▶ WRITTEN TASK: Rewrite the items below with every "outline" changed to "contour" and all other text kept the same, and leave the pictures out of your answer.
— Begin DATA RECORDS —
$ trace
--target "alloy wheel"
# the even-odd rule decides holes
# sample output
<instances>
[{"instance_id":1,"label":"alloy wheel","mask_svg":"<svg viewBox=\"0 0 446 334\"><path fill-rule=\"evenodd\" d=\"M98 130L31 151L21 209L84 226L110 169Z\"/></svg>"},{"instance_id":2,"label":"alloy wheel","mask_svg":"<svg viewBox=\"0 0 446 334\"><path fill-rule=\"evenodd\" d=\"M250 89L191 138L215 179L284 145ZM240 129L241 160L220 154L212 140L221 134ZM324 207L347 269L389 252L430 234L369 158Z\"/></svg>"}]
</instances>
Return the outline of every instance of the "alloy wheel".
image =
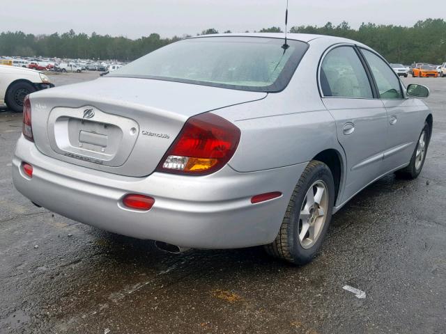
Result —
— End DATA RECORDS —
▶ PROBLEM SOLUTION:
$ trace
--target "alloy wheel"
# the even-odd rule decides holes
# sample output
<instances>
[{"instance_id":1,"label":"alloy wheel","mask_svg":"<svg viewBox=\"0 0 446 334\"><path fill-rule=\"evenodd\" d=\"M98 130L31 151L21 209L84 226L110 169Z\"/></svg>"},{"instance_id":2,"label":"alloy wheel","mask_svg":"<svg viewBox=\"0 0 446 334\"><path fill-rule=\"evenodd\" d=\"M250 89L191 138L215 179L284 145ZM240 129L241 160L220 154L212 140L221 134ZM324 207L347 269L389 252L430 234L369 158Z\"/></svg>"}]
</instances>
Return the contour of every instance of the "alloy wheel".
image =
Result —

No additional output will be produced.